# [Extracted information]
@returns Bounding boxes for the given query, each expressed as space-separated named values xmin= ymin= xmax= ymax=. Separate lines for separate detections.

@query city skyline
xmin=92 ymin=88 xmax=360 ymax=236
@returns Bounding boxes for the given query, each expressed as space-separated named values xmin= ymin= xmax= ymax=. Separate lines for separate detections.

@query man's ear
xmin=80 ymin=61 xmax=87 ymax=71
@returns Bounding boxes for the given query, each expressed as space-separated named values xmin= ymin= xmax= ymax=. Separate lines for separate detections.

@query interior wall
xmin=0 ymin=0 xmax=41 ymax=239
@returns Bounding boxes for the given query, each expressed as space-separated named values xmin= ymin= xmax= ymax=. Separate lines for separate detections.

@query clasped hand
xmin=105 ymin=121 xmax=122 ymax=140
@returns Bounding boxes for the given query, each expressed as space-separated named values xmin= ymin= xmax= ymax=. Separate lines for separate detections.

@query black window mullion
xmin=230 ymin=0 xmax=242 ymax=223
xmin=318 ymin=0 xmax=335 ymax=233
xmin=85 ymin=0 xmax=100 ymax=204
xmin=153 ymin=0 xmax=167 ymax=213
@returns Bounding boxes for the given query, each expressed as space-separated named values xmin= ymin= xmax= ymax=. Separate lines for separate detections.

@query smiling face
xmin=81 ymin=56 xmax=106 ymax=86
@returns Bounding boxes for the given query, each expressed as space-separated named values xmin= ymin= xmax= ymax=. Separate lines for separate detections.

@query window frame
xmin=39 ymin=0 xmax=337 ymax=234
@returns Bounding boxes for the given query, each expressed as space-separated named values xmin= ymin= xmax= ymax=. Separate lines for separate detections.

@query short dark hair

# [What to do]
Reproduce the listing above character for character.

# [Your response]
@returns Bounding boxes for the given query, each expressed as space-separated named values xmin= ymin= xmax= ymax=. Separate lines for separate detections.

@query city skyline
xmin=92 ymin=88 xmax=360 ymax=236
@returns Bounding boxes for the given query, each expressed as space-separated named values xmin= ymin= xmax= ymax=. Separate lines for separate detections.

@query man's ear
xmin=80 ymin=61 xmax=87 ymax=71
@returns Bounding boxes for the given query, each expressed as space-separated named values xmin= ymin= xmax= ymax=. Separate lines for separate detections.

@query interior wall
xmin=0 ymin=0 xmax=41 ymax=239
@returns Bounding boxes for the given query, each expressed as space-separated named values xmin= ymin= xmax= ymax=. Separate lines for separate detections.

@query clasped hand
xmin=105 ymin=121 xmax=122 ymax=140
@returns Bounding boxes for the given query, each expressed as space-separated named values xmin= ymin= xmax= ymax=. Separate lines for separate detections.

@query black window mullion
xmin=230 ymin=0 xmax=242 ymax=223
xmin=318 ymin=0 xmax=335 ymax=233
xmin=85 ymin=0 xmax=100 ymax=204
xmin=153 ymin=0 xmax=167 ymax=213
@returns Bounding boxes for the given query, each expressed as space-separated named values xmin= ymin= xmax= ymax=. Separate lines for separate detections.

@query smiling face
xmin=81 ymin=56 xmax=106 ymax=86
@returns Bounding boxes for the given query, each expressed as space-separated named values xmin= ymin= xmax= ymax=. Separate lines for separate detections.

@query window frame
xmin=39 ymin=0 xmax=337 ymax=234
@returns Bounding boxes for the given query, each expressed as space-separated named values xmin= ymin= xmax= ymax=. Separate lines for separate detections.

@query short dark hair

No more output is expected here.